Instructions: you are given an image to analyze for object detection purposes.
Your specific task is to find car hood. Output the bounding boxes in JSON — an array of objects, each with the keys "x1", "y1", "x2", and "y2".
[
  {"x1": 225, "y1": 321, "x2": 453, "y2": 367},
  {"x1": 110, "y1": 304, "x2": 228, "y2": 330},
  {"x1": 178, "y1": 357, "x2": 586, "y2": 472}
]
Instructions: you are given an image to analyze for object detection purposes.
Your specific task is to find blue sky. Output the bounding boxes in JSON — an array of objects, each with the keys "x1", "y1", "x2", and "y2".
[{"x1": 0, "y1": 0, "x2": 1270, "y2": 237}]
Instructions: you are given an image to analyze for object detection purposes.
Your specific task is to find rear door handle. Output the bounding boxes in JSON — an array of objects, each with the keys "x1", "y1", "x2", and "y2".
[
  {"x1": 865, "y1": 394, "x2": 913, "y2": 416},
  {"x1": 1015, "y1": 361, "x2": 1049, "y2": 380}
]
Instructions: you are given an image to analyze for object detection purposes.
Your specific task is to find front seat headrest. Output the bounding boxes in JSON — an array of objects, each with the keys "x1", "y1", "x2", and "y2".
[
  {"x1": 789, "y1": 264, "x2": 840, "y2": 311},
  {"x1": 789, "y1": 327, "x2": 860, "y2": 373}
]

---

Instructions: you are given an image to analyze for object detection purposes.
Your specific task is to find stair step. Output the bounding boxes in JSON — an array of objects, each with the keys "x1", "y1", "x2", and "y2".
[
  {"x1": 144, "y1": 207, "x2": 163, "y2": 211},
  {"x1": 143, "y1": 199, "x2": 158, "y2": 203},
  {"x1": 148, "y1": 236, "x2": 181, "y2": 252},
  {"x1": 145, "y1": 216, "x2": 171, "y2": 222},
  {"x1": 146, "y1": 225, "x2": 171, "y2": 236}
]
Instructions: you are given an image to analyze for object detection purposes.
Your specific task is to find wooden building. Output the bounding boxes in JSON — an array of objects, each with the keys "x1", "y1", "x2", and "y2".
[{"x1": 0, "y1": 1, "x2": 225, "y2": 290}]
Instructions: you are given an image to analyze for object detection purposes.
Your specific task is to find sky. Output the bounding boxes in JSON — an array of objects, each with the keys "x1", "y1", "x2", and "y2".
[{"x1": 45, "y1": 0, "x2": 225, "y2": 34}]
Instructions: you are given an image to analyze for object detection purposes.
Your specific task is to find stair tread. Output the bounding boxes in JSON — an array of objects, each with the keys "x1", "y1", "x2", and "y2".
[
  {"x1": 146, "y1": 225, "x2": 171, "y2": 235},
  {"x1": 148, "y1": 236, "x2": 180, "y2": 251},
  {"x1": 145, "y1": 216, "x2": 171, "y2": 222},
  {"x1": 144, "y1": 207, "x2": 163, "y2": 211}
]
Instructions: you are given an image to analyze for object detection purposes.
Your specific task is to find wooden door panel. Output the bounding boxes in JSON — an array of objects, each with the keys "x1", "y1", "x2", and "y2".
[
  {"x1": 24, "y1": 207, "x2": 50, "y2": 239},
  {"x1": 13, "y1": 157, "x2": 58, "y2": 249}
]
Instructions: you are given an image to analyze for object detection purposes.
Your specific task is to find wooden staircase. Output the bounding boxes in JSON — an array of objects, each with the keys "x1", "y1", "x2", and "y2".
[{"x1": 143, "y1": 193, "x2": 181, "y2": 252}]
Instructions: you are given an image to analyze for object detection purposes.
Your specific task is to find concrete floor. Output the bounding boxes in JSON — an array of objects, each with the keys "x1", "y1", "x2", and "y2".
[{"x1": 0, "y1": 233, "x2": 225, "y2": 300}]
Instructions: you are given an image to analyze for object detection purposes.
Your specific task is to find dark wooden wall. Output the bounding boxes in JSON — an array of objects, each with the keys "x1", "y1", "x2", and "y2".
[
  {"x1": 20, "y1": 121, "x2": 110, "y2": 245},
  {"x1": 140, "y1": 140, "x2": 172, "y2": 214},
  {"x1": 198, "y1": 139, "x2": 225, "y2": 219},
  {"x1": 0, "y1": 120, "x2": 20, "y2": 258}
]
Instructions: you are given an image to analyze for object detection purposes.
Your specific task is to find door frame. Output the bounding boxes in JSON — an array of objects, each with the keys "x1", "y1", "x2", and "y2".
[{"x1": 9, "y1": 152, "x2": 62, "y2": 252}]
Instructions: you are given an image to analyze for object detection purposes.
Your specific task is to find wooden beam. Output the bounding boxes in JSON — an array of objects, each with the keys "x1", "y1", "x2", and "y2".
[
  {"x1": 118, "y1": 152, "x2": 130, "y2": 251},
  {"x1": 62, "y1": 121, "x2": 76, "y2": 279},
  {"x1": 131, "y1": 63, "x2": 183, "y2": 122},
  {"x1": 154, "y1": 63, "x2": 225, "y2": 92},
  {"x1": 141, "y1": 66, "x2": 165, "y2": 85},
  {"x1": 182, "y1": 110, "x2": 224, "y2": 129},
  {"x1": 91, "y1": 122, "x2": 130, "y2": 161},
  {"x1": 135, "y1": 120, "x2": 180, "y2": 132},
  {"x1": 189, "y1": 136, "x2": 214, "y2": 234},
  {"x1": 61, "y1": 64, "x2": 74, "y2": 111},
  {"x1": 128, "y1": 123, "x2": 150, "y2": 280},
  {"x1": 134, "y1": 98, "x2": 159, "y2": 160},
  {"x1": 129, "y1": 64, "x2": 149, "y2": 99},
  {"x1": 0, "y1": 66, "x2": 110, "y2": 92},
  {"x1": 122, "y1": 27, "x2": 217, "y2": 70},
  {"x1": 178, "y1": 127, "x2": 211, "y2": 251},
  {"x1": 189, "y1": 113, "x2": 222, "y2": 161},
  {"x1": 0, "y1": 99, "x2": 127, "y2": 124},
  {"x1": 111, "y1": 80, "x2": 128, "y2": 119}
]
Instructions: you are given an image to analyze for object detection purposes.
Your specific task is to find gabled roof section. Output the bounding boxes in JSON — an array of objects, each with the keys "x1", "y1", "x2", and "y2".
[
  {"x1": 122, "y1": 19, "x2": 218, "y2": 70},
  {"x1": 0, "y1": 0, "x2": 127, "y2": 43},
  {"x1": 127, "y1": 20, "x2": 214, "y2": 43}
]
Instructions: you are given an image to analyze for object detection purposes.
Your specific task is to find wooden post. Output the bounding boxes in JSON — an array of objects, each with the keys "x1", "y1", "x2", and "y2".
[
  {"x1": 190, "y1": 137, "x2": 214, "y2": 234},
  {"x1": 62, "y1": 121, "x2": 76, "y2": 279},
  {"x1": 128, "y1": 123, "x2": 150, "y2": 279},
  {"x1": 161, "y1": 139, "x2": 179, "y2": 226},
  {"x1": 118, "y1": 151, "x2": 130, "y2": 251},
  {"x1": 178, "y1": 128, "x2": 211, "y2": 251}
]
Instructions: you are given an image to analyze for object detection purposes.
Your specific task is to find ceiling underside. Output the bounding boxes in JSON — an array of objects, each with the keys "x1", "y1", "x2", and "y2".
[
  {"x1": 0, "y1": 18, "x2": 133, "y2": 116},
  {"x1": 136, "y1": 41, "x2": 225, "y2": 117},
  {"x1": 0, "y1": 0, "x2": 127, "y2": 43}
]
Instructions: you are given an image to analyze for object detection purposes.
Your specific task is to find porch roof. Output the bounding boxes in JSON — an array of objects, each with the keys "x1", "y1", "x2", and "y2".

◆ What this task involves ◆
Gather every line of the records above that contains the word "door".

◆ Exercise answer ◆
Your specific task is to find rear door handle. Output the bounding boxes in JSON — an array of objects, each with the keys "x1", "y1", "x2", and "y2".
Your specific task is to find wooden door panel. Output the bounding boxes in JSON — an array of objects, each with the keys "x1", "y1", "x2", and "y2".
Your specific task is to find door frame. Output the bounding boxes in JSON — an array of objects, each with the keys "x1", "y1", "x2", and "y2".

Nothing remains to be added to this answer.